• TEXTO A LER:
-.-.-

Poderá parecer estranho que, à primeira vista, alguém que venha reclamar a "abolição do contrato matrimonial e de todos os seus sucedâneos liberais" peça, ao mesmo tempo, a criação de um "contrato contra-sexual". (Aos mais desatentos, chamo a atenção para que contra-sexual não é a mesma coisa que anti-sexual.)

Porém, como o próprio excerto aponta, o problema da contratualização não é a existência do contrato em si, mas a forma como opera esse contrato. No fundo, a palavra-chave deste pequeno excerto é "naturalização"/"Natureza".

A naturalização de comportamentos, posições, valores e poderes leva-nos para uma interiorização do contrato que nos faz esquecê-lo. O esquecimento do contrato não é uma anulação do mesmo, ou uma dissipação dos seus efeitos. Antes pelo contrário, o esquecimento/naturalização do contrato reforçam o seu valor operativo, e fazem mais eficientemente funcionar os dispositivos (para ir roubar o conceito ao Michel Foucault) que estão por debaixo de si.

-.-.-

• LISTA DE DADOS:
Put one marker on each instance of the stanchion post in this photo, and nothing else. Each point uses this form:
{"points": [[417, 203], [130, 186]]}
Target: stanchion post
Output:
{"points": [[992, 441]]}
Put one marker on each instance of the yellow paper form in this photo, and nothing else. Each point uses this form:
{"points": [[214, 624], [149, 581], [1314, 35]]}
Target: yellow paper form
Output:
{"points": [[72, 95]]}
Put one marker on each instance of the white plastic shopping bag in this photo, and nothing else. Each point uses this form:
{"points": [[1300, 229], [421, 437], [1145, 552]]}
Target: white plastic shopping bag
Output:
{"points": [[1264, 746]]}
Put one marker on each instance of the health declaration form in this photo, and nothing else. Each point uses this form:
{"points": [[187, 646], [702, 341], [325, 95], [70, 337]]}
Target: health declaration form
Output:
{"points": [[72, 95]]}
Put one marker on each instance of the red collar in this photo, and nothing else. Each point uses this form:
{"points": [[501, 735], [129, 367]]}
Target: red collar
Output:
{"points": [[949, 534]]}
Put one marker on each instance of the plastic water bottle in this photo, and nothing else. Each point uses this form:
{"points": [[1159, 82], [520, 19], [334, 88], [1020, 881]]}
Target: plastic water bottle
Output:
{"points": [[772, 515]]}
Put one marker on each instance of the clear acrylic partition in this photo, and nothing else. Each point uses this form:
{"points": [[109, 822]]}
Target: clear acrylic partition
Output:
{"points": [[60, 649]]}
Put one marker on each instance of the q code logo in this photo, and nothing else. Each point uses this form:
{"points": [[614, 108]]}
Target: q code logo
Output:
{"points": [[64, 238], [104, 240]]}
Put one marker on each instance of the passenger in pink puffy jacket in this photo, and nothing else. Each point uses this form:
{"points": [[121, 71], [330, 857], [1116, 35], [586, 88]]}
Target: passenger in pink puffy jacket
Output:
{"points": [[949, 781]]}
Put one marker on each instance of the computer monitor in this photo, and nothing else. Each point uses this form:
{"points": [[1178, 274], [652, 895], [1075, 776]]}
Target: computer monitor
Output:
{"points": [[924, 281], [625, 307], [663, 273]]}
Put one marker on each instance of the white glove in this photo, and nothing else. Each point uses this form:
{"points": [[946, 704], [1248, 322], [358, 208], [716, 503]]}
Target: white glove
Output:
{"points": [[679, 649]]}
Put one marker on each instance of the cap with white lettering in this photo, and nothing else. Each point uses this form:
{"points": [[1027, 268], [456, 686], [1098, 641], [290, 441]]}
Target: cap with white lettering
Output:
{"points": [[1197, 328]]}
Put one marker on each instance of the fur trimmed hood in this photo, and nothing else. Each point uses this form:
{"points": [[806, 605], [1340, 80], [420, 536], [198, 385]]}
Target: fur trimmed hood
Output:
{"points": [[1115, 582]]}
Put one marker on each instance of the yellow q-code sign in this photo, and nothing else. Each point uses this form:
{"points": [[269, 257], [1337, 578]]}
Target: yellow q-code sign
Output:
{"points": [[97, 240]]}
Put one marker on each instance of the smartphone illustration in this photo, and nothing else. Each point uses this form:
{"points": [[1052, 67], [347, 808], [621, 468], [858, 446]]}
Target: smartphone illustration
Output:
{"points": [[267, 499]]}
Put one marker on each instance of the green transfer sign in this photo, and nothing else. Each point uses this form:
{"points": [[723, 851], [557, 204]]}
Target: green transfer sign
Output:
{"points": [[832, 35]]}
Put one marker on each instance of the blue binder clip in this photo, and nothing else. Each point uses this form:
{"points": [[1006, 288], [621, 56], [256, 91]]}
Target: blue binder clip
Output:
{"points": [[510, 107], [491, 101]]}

-.-.-

Transcreva na íntegra, sem qualquer alteração, o texto sobre o contrato e a naturalização. Os itens constituem material à parte, independente do texto.

Poderá parecer estranho que, à primeira vista, alguém que venha reclamar a "abolição do contrato matrimonial e de todos os seus sucedâneos liberais" peça, ao mesmo tempo, a criação de um "contrato contra-sexual". (Aos mais desatentos, chamo a atenção para que contra-sexual não é a mesma coisa que anti-sexual.)

Porém, como o próprio excerto aponta, o problema da contratualização não é a existência do contrato em si, mas a forma como opera esse contrato. No fundo, a palavra-chave deste pequeno excerto é "naturalização"/"Natureza".

A naturalização de comportamentos, posições, valores e poderes leva-nos para uma interiorização do contrato que nos faz esquecê-lo. O esquecimento do contrato não é uma anulação do mesmo, ou uma dissipação dos seus efeitos. Antes pelo contrário, o esquecimento/naturalização do contrato reforçam o seu valor operativo, e fazem mais eficientemente funcionar os dispositivos (para ir roubar o conceito ao Michel Foucault) que estão por debaixo de si.